### Text passage
══════════

Reputation: 907
I am wondering if I am using the memcpy function right.
So I have a two-dim. array of strings, and when I try to fill them valgrind tells me
==825== Invalid write of size 8
==825== at 0x344B8E: _platform_memmove$VARIANT$Unknown (in /usr/lib/system/libsystem_platform.dylib)
==825== by 0x1C4D74: __memcpy_chk (in /usr/lib/system/libsystem_c.dylib)
==825== by 0x100001328: generate_test_data (check_generate_test_data.c:4120)
==825== by 0x100000CA6: main (check_generate_test_data.c:137)
==825== Address 0x100030a00 is 0 bytes after a block of size 32 alloc'd
==825== at 0x47F1: malloc (vg_replace_malloc.c:302)
==825== by 0x100000FBB: generate_test_data (check_generate_test_data.c:4095)
==825== by 0x100000CA6: main (check_generate_test_data.c:137)

══════════

[Entries from a dataset]
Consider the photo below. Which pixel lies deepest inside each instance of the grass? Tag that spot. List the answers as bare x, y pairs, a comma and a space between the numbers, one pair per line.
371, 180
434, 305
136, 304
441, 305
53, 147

══════════

### Problem details
Condense the valgrind report in the post, beginning "==825== Invalid write of size 8", into a short list that keeps its main facts.

### Complete answer
- An invalid write of size 8 happens in _platform_memmove, reached through __memcpy_chk.
- The write comes from generate_test_data at check_generate_test_data.c:4120, which main calls at line 137.
- The written address, 0x100030a00, lies 0 bytes after a 32-byte block.
- That block was allocated by malloc in generate_test_data at line 4095, which main also calls at line 137.